## Task directions:
Copy out every one of the records below with no changes at all.

··· Materials provided ···

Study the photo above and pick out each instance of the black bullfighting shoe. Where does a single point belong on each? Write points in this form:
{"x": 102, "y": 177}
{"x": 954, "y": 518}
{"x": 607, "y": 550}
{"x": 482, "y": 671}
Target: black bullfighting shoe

···

## Exercise solution:
Study the photo above and pick out each instance of the black bullfighting shoe. Where does a single point belong on each? Write points in this form:
{"x": 102, "y": 177}
{"x": 954, "y": 518}
{"x": 607, "y": 550}
{"x": 482, "y": 671}
Target: black bullfighting shoe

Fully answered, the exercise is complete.